Word for word, repeat the data that follows. Do not include the pictures.

Extracted data entries:

○ ○ ○

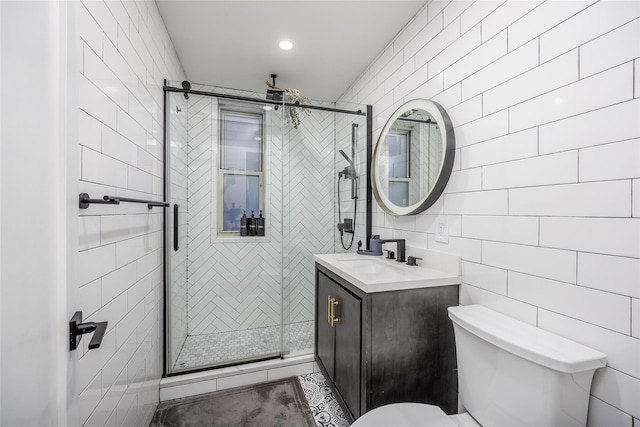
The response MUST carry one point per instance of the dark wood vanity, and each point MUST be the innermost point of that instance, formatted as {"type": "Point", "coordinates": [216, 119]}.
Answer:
{"type": "Point", "coordinates": [385, 347]}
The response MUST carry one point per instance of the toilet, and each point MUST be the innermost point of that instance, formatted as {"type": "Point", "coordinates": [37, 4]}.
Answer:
{"type": "Point", "coordinates": [510, 374]}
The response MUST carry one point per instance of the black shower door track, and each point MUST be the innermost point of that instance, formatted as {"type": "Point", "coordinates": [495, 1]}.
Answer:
{"type": "Point", "coordinates": [261, 101]}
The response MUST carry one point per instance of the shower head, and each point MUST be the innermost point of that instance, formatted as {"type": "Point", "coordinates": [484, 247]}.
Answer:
{"type": "Point", "coordinates": [347, 158]}
{"type": "Point", "coordinates": [186, 85]}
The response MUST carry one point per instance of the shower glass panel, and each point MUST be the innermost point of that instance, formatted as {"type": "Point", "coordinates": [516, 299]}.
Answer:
{"type": "Point", "coordinates": [230, 298]}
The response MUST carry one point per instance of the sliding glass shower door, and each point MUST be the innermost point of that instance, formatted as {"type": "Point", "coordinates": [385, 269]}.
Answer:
{"type": "Point", "coordinates": [252, 199]}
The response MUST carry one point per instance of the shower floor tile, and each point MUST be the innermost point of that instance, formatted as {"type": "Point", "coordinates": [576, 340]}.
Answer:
{"type": "Point", "coordinates": [211, 349]}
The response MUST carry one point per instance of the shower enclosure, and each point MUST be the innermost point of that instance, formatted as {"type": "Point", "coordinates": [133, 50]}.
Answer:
{"type": "Point", "coordinates": [237, 293]}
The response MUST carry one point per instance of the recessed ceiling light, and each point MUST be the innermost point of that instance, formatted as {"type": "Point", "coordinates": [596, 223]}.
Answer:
{"type": "Point", "coordinates": [285, 45]}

○ ○ ○

- Solution for this exercise:
The response MUST carry one point per instance of the dark wood vanity, and each point MUST be the innermost point of that instance, formatted as {"type": "Point", "coordinates": [216, 119]}.
Answer:
{"type": "Point", "coordinates": [385, 347]}
The response MUST carry one point per instance of the toilet, and each point MUST be the innermost point of that instance, formatted as {"type": "Point", "coordinates": [37, 4]}.
Answer:
{"type": "Point", "coordinates": [510, 374]}
The response MUST carry one point per instance of the black shower door track, and each point MUST be the innermost point of that instance, formatted as {"type": "Point", "coordinates": [495, 1]}.
Answer:
{"type": "Point", "coordinates": [261, 101]}
The response MUST carry one point per instance of the shower head, and each point MUST be the innermost point of that instance, formatted as {"type": "Point", "coordinates": [484, 247]}.
Answer:
{"type": "Point", "coordinates": [347, 158]}
{"type": "Point", "coordinates": [186, 85]}
The response MUST carry one point per instance of the shower glass panel, and each point MUST be the innermost point of that instance, formatted as {"type": "Point", "coordinates": [516, 299]}.
Answer:
{"type": "Point", "coordinates": [230, 298]}
The response MUST carry one point per instance of the sliding glass shower door, and each point MUST be the innermost point of that instance, formatted as {"type": "Point", "coordinates": [385, 269]}.
Answer:
{"type": "Point", "coordinates": [252, 199]}
The response MUST carry one point per instance of the shower floor tile, and each point MUST be the innermost point of that instance, formatted as {"type": "Point", "coordinates": [576, 340]}.
Answer:
{"type": "Point", "coordinates": [211, 349]}
The response MUST carry one point per instance of the shower enclosure, and each point MUST be the innermost point of that instance, formatted as {"type": "Point", "coordinates": [133, 50]}.
Answer:
{"type": "Point", "coordinates": [237, 293]}
The response MUST carry one point per instance of the recessed ceiling light, and each point MUST be the innermost point of that instance, formatted as {"type": "Point", "coordinates": [596, 223]}.
Answer:
{"type": "Point", "coordinates": [285, 45]}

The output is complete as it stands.